◆ **Required work**
Reproduce the records below, substituting "dot" for every occurrence of "marker" and leaving all other text unchanged.

— Begin —

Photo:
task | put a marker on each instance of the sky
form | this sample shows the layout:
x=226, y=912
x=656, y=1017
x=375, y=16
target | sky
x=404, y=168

— End —

◆ **The solution**
Photo:
task | put a dot on each instance of the sky
form | this sample shows the layout:
x=226, y=912
x=656, y=1017
x=375, y=16
target | sky
x=404, y=168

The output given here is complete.